** Begin Records for this task **

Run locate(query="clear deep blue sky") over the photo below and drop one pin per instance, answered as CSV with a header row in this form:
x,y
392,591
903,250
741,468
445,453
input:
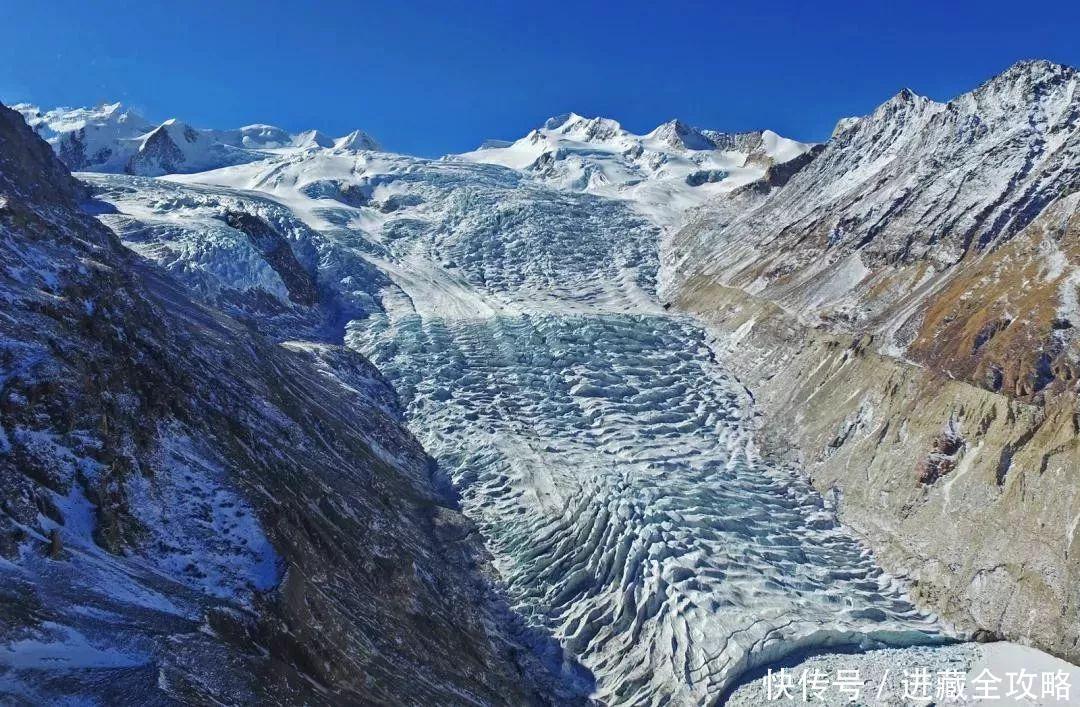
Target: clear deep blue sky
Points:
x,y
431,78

** End Records for this task **
** Begin Records for this task **

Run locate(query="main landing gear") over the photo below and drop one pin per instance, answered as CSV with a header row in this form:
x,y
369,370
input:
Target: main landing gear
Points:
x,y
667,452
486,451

** End Records for this task **
** Begin Records for this task **

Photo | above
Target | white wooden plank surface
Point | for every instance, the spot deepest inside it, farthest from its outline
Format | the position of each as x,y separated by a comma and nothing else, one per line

** End Records for this task **

▶ [Required work] Starting with the line containing "Photo | above" and going on through the line containing "Format | the", rewrite those lines with "white wooden plank surface" changed to "dark wooden plank surface" and everything else unchanged.

▶ [Final result]
Photo | above
Target | dark wooden plank surface
Point | for every instance, the spot deepest inside it, farthest from its outline
Format | the position of each as x,y separated by a comma and nothing else, one per line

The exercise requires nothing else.